→ Material for this task
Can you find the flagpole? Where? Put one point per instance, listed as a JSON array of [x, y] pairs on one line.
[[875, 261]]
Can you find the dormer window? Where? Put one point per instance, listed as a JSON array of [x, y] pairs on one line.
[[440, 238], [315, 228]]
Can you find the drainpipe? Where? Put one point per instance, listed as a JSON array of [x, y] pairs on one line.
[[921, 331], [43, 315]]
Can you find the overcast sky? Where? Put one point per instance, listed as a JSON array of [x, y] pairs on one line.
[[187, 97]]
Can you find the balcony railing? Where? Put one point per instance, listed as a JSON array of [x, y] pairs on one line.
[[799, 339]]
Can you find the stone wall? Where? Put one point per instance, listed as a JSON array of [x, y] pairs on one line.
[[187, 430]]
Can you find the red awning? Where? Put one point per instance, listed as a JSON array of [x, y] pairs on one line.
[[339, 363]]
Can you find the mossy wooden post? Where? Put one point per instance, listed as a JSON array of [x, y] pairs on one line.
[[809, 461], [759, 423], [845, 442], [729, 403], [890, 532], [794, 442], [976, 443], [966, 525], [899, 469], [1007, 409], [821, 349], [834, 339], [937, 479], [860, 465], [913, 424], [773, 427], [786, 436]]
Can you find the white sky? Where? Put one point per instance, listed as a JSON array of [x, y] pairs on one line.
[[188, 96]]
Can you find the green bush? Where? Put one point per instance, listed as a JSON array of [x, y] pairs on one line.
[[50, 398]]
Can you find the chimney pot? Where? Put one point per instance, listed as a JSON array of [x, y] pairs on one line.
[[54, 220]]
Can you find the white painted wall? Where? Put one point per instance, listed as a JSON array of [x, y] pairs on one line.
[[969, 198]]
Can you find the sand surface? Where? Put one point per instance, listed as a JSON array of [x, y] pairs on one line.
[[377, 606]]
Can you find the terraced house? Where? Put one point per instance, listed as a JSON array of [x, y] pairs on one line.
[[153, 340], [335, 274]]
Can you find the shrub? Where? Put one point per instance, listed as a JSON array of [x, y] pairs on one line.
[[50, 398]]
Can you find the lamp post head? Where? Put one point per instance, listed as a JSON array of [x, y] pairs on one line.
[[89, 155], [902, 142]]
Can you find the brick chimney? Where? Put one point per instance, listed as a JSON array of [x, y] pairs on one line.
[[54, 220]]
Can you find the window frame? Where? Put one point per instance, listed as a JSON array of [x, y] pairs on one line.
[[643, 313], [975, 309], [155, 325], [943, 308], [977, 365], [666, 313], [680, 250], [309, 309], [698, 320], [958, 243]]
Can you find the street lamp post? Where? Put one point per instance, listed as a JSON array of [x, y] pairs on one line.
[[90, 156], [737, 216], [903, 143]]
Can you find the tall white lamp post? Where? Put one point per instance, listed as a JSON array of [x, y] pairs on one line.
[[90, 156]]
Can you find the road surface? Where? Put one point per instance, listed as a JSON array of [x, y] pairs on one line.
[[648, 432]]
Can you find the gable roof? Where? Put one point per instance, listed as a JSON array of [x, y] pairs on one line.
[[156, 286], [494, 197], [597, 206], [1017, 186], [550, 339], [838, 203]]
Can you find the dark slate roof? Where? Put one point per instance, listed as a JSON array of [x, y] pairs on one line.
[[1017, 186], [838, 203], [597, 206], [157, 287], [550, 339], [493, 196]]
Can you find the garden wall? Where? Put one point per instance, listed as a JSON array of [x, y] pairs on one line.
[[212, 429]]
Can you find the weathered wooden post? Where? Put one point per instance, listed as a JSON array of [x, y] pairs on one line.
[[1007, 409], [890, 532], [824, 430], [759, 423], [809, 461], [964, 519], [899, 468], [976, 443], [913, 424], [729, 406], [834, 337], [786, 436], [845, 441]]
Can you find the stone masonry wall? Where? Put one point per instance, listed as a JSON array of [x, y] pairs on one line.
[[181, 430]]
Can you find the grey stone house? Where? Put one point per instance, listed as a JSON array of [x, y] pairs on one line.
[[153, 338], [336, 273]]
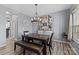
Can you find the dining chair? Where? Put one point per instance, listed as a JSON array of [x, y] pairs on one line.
[[33, 47]]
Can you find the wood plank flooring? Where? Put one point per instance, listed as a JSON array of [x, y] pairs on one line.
[[58, 48]]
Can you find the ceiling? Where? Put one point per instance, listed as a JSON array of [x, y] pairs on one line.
[[42, 9]]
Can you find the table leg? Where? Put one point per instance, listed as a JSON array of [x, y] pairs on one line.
[[44, 50]]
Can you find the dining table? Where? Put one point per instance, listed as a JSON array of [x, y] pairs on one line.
[[39, 37]]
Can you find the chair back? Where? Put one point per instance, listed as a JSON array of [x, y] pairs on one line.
[[50, 39]]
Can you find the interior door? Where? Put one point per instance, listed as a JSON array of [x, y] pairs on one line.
[[14, 26]]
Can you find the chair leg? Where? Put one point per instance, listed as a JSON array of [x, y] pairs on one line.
[[14, 47], [23, 51], [50, 50]]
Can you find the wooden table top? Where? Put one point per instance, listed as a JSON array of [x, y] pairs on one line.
[[37, 36]]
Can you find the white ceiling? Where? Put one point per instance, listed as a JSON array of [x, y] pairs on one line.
[[29, 9]]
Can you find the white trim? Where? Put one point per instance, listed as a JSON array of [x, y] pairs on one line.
[[73, 48], [3, 44]]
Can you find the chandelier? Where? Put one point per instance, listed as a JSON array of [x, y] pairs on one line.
[[35, 18]]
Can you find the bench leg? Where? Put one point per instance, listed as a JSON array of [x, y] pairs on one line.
[[23, 51]]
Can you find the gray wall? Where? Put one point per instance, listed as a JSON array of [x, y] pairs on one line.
[[60, 23]]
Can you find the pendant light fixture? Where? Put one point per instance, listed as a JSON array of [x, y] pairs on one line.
[[35, 18]]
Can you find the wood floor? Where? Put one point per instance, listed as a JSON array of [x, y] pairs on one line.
[[58, 48]]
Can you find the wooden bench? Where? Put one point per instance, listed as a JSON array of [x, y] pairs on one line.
[[29, 46]]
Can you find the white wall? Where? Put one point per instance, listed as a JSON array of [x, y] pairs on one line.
[[24, 24], [2, 30], [60, 24]]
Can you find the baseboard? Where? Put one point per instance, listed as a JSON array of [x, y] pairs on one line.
[[3, 44], [68, 43], [60, 41]]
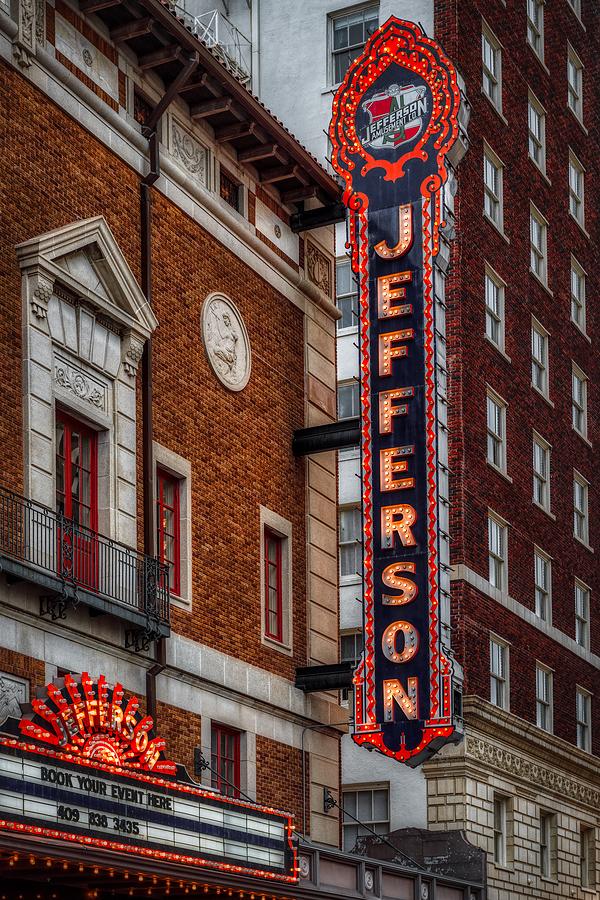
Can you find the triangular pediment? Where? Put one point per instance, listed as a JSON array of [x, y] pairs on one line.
[[86, 258]]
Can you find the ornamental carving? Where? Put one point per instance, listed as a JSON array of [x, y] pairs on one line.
[[226, 341], [533, 773], [318, 268], [189, 152], [81, 386]]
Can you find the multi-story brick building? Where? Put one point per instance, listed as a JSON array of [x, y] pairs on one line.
[[521, 369]]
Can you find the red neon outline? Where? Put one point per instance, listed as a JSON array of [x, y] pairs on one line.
[[401, 42]]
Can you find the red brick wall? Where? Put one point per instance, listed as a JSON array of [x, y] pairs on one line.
[[239, 444], [474, 363]]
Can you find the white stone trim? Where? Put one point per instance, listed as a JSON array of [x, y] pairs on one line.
[[181, 469], [464, 573], [283, 528]]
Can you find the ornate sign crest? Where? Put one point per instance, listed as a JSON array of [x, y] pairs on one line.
[[394, 120]]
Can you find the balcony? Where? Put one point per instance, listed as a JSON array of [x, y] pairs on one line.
[[73, 565]]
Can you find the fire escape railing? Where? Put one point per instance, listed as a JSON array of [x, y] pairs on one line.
[[80, 559]]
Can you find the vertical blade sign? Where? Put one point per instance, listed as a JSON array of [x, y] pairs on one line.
[[395, 117]]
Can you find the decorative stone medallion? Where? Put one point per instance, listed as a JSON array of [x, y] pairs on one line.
[[226, 341]]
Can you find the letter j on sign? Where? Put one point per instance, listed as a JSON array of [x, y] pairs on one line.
[[395, 117]]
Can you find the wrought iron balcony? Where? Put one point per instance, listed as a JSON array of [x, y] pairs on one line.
[[74, 564]]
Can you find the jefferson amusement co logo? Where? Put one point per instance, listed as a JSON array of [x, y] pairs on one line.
[[395, 116]]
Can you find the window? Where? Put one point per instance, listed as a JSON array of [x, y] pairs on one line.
[[350, 542], [547, 844], [574, 83], [539, 244], [230, 190], [579, 400], [350, 33], [576, 207], [580, 508], [348, 399], [582, 614], [273, 585], [500, 828], [497, 541], [535, 26], [491, 54], [583, 710], [76, 472], [346, 296], [543, 698], [225, 760], [494, 308], [541, 472], [577, 294], [371, 806], [496, 431], [543, 586], [167, 527], [539, 357], [537, 132], [587, 856], [499, 673], [492, 183]]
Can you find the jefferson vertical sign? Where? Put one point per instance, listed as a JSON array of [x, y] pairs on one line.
[[395, 117]]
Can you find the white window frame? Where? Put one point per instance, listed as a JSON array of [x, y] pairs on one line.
[[180, 469], [581, 514], [578, 305], [576, 193], [352, 577], [535, 140], [544, 698], [583, 738], [575, 89], [491, 197], [495, 316], [538, 258], [540, 364], [499, 561], [541, 479], [579, 404], [535, 32], [500, 680], [282, 528], [496, 431], [582, 613], [543, 592], [491, 81]]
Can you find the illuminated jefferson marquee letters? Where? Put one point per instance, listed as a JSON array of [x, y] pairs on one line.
[[394, 120]]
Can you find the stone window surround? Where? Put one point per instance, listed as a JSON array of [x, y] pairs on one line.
[[82, 344], [181, 469], [283, 528]]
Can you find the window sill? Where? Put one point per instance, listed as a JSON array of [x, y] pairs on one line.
[[583, 543], [543, 509], [500, 472], [494, 107], [498, 349], [585, 439], [543, 396], [544, 284], [496, 227]]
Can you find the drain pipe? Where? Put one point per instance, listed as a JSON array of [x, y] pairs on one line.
[[151, 132]]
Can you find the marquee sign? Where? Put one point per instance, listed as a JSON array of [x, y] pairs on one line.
[[84, 766], [395, 117]]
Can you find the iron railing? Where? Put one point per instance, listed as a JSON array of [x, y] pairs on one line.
[[79, 558]]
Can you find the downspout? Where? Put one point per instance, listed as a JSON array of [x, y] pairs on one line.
[[151, 132]]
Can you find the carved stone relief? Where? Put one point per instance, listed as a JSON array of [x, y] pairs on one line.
[[226, 341], [318, 268], [13, 692], [189, 152]]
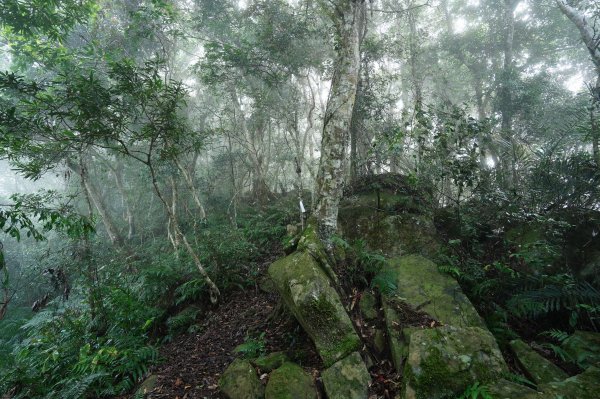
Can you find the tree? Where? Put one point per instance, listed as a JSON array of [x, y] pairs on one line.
[[348, 17], [590, 34]]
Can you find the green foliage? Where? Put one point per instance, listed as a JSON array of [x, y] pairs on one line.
[[475, 391], [61, 355], [252, 347], [182, 321]]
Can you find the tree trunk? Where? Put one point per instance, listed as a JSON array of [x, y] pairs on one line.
[[591, 38], [93, 193], [347, 17]]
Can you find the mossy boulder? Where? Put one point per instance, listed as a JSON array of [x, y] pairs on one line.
[[271, 361], [240, 381], [582, 386], [347, 379], [583, 348], [424, 287], [443, 361], [368, 305], [398, 335], [539, 369], [392, 234], [504, 389], [308, 293], [290, 381]]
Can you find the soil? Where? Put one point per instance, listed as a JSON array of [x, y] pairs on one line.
[[193, 363]]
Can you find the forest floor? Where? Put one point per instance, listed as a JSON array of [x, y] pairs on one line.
[[193, 363]]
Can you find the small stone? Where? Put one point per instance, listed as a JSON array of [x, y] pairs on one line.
[[536, 366], [347, 379], [271, 361], [240, 381], [148, 385], [290, 381]]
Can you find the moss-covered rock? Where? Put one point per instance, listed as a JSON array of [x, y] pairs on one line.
[[539, 369], [290, 382], [443, 361], [582, 386], [368, 305], [271, 361], [379, 341], [310, 242], [398, 335], [347, 379], [422, 286], [504, 389], [310, 296], [583, 347], [147, 386], [240, 381], [392, 234]]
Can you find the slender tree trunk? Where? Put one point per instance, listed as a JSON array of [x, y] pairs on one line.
[[91, 190], [590, 35], [347, 17], [212, 288], [118, 173]]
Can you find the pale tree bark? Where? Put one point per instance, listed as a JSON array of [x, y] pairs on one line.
[[347, 17], [212, 287], [590, 34], [506, 98], [92, 191]]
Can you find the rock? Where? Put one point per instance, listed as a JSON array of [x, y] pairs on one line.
[[583, 347], [421, 285], [398, 336], [539, 369], [379, 341], [271, 361], [582, 386], [267, 285], [368, 305], [308, 293], [391, 233], [240, 381], [347, 379], [147, 386], [442, 362], [290, 382], [505, 389]]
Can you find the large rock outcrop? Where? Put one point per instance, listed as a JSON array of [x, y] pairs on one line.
[[443, 361], [308, 293], [421, 286]]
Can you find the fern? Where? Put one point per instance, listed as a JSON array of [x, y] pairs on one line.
[[385, 282], [554, 298]]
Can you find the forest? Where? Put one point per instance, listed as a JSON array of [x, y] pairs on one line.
[[300, 199]]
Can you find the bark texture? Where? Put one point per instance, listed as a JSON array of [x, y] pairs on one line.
[[591, 38], [348, 17]]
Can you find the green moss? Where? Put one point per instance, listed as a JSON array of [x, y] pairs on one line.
[[347, 379], [271, 361], [435, 374], [290, 381], [348, 344]]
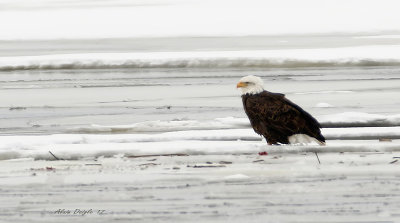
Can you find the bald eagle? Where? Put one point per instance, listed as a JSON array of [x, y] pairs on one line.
[[275, 117]]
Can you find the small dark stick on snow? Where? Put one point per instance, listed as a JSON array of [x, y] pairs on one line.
[[54, 156], [317, 157]]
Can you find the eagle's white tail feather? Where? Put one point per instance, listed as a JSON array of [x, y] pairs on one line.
[[304, 139]]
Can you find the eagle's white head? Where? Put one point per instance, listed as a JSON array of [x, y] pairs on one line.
[[250, 85]]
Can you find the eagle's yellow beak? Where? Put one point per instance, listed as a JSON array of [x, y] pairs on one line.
[[241, 84]]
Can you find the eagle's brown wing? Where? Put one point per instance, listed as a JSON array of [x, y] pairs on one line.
[[277, 118]]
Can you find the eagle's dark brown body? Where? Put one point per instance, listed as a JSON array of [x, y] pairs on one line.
[[276, 118]]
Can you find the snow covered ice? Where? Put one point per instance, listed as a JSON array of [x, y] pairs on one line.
[[125, 112]]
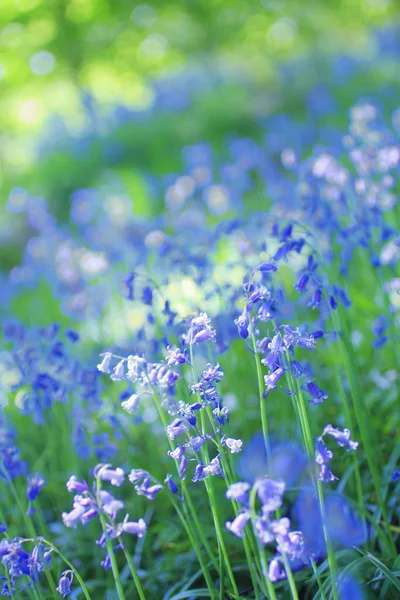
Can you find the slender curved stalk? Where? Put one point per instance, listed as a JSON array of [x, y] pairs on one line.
[[211, 493], [133, 570], [110, 548], [309, 446], [71, 566]]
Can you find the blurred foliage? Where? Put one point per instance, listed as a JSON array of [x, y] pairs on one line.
[[55, 52]]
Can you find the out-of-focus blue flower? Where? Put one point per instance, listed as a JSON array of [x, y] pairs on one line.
[[345, 526], [287, 461], [349, 588]]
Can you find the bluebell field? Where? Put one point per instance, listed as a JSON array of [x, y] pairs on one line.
[[201, 400]]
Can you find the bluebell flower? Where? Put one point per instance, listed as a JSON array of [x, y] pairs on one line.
[[233, 445], [147, 296], [131, 404], [171, 484], [199, 474], [183, 467], [196, 443], [114, 476], [15, 558], [129, 281], [105, 363], [212, 374], [322, 457], [396, 475], [267, 267], [349, 588], [276, 571], [238, 525], [177, 427], [137, 528], [35, 483], [176, 357], [214, 468], [148, 489], [301, 285], [270, 493], [272, 379], [119, 371], [177, 453], [74, 485], [239, 491], [316, 298], [317, 395], [341, 437], [64, 584]]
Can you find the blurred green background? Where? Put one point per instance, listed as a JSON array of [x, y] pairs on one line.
[[101, 92]]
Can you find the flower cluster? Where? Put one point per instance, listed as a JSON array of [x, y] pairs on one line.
[[289, 543], [323, 455]]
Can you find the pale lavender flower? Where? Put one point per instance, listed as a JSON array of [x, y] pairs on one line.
[[131, 404], [105, 363], [239, 491], [341, 437], [214, 468], [234, 445], [114, 476]]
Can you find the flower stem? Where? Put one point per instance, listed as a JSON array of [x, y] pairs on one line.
[[133, 570], [109, 545]]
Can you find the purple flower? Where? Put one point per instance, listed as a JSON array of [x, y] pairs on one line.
[[171, 484], [175, 357], [301, 284], [316, 298], [199, 474], [276, 572], [64, 585], [73, 485], [105, 363], [342, 437], [137, 475], [270, 493], [325, 474], [177, 453], [237, 526], [213, 374], [177, 427], [214, 468], [396, 475], [272, 379], [109, 505], [317, 395], [267, 267], [131, 405], [234, 445], [239, 491], [183, 467], [148, 489], [119, 372], [35, 483], [114, 476], [134, 527]]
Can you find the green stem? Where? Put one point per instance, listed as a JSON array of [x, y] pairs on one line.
[[318, 578], [71, 566], [109, 545], [185, 490], [133, 570], [207, 576], [32, 533], [371, 448], [263, 410], [309, 445], [211, 493]]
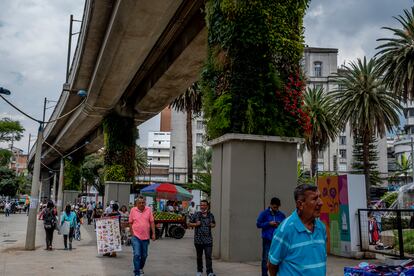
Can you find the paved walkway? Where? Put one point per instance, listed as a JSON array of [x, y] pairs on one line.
[[167, 257]]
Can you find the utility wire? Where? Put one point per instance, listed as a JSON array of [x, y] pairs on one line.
[[39, 121]]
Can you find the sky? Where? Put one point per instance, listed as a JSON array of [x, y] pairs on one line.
[[34, 37]]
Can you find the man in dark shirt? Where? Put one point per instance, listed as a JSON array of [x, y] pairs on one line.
[[202, 222]]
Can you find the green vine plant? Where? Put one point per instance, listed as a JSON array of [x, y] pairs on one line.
[[252, 81]]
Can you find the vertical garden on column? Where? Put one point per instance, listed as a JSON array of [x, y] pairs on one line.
[[120, 135], [252, 81]]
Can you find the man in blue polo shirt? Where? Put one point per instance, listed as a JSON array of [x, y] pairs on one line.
[[268, 221], [299, 243]]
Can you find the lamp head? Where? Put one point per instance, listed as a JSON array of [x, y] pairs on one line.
[[82, 93], [4, 91]]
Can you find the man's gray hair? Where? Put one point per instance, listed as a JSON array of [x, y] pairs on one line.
[[301, 190], [139, 197]]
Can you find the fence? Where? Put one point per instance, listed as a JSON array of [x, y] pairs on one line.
[[387, 231]]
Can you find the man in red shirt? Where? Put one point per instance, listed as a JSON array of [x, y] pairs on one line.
[[141, 221]]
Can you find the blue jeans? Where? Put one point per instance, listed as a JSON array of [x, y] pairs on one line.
[[140, 249], [265, 254]]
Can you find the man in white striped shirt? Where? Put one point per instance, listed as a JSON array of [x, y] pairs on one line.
[[299, 243]]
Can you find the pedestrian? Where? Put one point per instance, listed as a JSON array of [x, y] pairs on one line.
[[49, 223], [141, 221], [89, 212], [69, 218], [7, 209], [114, 213], [203, 221], [192, 209], [299, 243], [268, 221], [124, 223]]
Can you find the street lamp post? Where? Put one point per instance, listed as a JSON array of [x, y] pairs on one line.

→ Problem
Rewrite the lines from the one containing "Can you find the flower stem?" up to and including the one containing "[[167, 257]]", replacing "instance" with "occurrence" and leaving everything else unchanged. Leave the pictures out of your answer.

→ Solution for this exercise
Can you find the flower stem? Where? Put one point per occurrence, listed as a JSON array of [x, y] pairs on one line.
[[133, 570], [109, 545]]
Can you find the purple flower? Where? Put one point per occurrence, listed as a JSON array of [x, y] pairs on one line.
[[171, 484], [175, 357], [301, 284], [316, 298], [199, 474], [276, 572], [64, 585], [73, 485], [105, 363], [342, 437], [137, 475], [270, 493], [325, 474], [177, 453], [237, 526], [213, 374], [177, 427], [214, 468], [396, 475], [272, 379], [109, 505], [317, 395], [267, 267], [131, 405], [234, 445], [239, 491], [183, 467], [148, 489], [119, 372], [35, 483], [114, 476], [134, 527]]
Can you find the green stem? Where? Put one point per occurrence, listed as a JSON array of [x, y] pairs on one line.
[[318, 578], [71, 566], [109, 545], [185, 490], [133, 570], [207, 576], [32, 533], [371, 448], [263, 410], [309, 445], [211, 493]]
Can you find the paved walkway? Where? Put one point per occurrence, listed as a JSON array of [x, y] pairs on one line.
[[167, 257]]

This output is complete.